• **Alıştırmalar**
1/ Tanıtım yazısında sözü edilen eseri kim meydana getirmiş?
2/ Tanıtım yazısının "Düşünün ki elinizde, tarih" sözlerinden "güncel kaynaktır denilebilir." sözlerine kadar olan kısmını harfi harfine yazın.

• **Verilen metin**
==*==

Yükleniyor...
Düşünün ki elinizde, tarih bilimi ölçütlerinde yazılmış akademik düzeyde bir kitap var. Bu kitabı okumaya başladınız. Bitirdiğinizde bugünden geçmişi değil, geçmişten bugünümüzü anlatıyor. Hem de bunu çok sık yapmış. Bu kitabı okuması için eşinize dostunuza, nasıl tavsiye ederdiniz? Bu soruya tarih bilimi eğitimi almamış, dolayısıyla ortalama bir okur penceresinden bakarak kendimce bulduğum cevapları sizlerle paylaşmak istiyorum.
Prof. Dr. Konuralp Ercilasun’un Çin kaynaklarından istifade ederek meydana getirdiği eser; Hun tarihi açısından en kapsamlı ve güncel kaynaktır denilebilir.
Çin kaynakları, İbrahim Kafesoğlu, Zeki Velidi Togan, Nihal Atsız, De Guignes, Biçurin gibi temel isim ve kaynakların eserlerinden sıkça istifade edilmiş, bu kaynaklar yorumlanırken bilgileri tekrar etmek yerine, yazar özgün yorumunu katarak sıradan okuyucuya farklı bakış açılarını vermeye gayret etmiş. Bu da yoğun iş temposu, trafik vb. gündelik koşturmacadan artakalan zamanlarda kitap okumaya vakit ayıran okur için, bilgi edinme adına olumlu bir fark yaratmakta.

==*==

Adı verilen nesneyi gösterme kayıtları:

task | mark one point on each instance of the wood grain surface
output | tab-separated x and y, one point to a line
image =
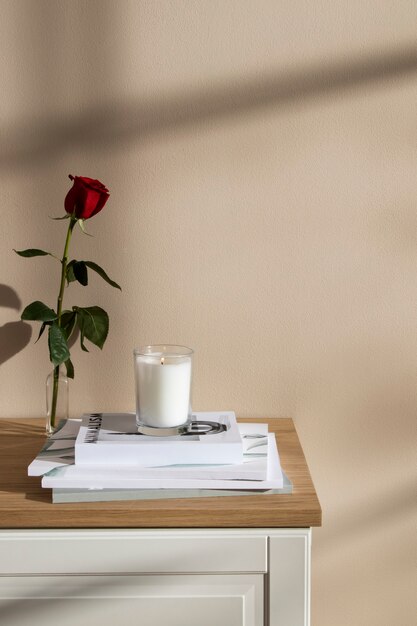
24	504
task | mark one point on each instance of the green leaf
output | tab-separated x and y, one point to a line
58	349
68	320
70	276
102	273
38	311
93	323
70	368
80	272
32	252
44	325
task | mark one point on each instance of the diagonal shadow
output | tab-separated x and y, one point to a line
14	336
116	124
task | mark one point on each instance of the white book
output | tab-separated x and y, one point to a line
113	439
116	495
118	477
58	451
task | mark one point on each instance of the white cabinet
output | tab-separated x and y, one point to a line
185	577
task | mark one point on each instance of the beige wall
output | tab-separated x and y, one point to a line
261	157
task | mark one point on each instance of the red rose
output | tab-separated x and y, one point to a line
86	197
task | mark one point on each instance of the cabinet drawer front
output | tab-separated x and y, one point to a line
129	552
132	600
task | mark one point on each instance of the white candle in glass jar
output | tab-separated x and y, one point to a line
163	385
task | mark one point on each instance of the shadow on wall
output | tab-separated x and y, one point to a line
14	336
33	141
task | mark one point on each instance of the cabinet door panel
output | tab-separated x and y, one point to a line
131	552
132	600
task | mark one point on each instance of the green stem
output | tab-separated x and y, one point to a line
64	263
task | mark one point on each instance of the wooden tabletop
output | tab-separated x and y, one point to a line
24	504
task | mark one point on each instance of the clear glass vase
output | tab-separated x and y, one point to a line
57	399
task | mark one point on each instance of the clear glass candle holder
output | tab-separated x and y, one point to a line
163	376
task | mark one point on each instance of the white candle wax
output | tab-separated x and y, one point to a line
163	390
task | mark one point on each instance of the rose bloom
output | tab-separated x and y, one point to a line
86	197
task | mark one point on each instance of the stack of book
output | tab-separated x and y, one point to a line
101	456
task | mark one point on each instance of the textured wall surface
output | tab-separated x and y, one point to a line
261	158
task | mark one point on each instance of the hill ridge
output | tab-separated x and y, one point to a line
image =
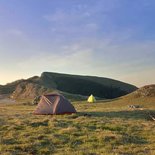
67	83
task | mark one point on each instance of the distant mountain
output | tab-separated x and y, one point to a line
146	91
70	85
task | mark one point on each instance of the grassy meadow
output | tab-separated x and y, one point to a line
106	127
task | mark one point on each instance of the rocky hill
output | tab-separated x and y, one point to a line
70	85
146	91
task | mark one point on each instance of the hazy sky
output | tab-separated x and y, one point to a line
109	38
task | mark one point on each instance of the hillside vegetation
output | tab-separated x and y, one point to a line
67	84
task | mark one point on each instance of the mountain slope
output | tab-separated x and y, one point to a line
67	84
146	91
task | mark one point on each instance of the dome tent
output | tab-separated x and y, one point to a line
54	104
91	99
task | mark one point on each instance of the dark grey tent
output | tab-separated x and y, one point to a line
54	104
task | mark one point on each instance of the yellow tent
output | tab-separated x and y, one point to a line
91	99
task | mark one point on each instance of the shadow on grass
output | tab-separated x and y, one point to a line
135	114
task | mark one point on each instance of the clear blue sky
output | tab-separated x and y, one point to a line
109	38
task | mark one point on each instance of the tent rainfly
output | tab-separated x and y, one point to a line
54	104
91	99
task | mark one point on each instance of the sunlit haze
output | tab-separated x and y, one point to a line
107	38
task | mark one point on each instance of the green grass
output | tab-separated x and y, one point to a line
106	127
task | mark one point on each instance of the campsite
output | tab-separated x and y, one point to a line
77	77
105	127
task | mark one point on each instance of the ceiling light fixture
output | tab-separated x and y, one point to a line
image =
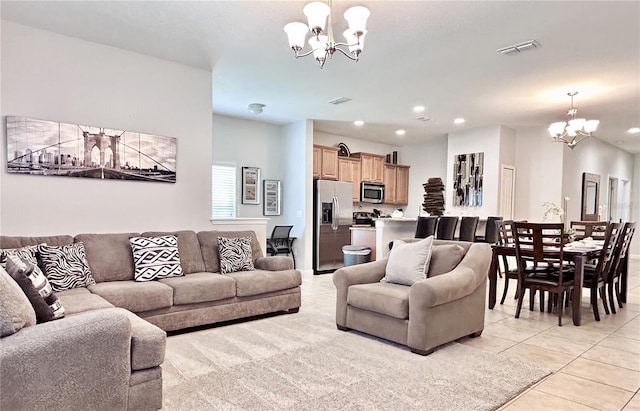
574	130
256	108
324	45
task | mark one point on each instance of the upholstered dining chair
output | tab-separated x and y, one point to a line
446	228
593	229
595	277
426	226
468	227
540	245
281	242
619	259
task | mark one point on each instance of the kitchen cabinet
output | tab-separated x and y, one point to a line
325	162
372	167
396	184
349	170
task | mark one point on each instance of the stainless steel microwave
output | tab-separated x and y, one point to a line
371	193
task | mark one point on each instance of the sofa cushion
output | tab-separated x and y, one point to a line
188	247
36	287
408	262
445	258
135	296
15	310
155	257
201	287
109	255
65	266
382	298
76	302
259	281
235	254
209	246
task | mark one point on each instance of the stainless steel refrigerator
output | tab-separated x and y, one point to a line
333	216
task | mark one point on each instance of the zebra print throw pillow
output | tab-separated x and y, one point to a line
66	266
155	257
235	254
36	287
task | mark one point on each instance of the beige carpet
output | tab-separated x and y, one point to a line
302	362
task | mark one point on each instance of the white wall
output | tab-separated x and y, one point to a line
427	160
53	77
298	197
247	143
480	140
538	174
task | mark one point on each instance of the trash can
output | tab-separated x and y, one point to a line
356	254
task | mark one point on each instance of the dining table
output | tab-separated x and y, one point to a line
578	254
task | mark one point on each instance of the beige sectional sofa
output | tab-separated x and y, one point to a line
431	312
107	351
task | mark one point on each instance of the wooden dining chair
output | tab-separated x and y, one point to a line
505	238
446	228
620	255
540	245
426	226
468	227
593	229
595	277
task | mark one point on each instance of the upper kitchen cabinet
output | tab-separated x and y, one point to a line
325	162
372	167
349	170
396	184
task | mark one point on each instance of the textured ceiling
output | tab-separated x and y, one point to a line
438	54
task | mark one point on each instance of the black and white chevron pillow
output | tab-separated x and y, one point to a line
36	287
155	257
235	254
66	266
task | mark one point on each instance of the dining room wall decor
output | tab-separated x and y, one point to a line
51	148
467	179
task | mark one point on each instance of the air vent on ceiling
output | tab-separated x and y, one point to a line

==*==

• **Cevaplar**
1/ Prof. Dr. Konuralp Ercilasun.

2/
Düşünün ki elinizde, tarih bilimi ölçütlerinde yazılmış akademik düzeyde bir kitap var. Bu kitabı okumaya başladınız. Bitirdiğinizde bugünden geçmişi değil, geçmişten bugünümüzü anlatıyor. Hem de bunu çok sık yapmış. Bu kitabı okuması için eşinize dostunuza, nasıl tavsiye ederdiniz? Bu soruya tarih bilimi eğitimi almamış, dolayısıyla ortalama bir okur penceresinden bakarak kendimce bulduğum cevapları sizlerle paylaşmak istiyorum.
Prof. Dr. Konuralp Ercilasun’un Çin kaynaklarından istifade ederek meydana getirdiği eser; Hun tarihi açısından en kapsamlı ve güncel kaynaktır denilebilir.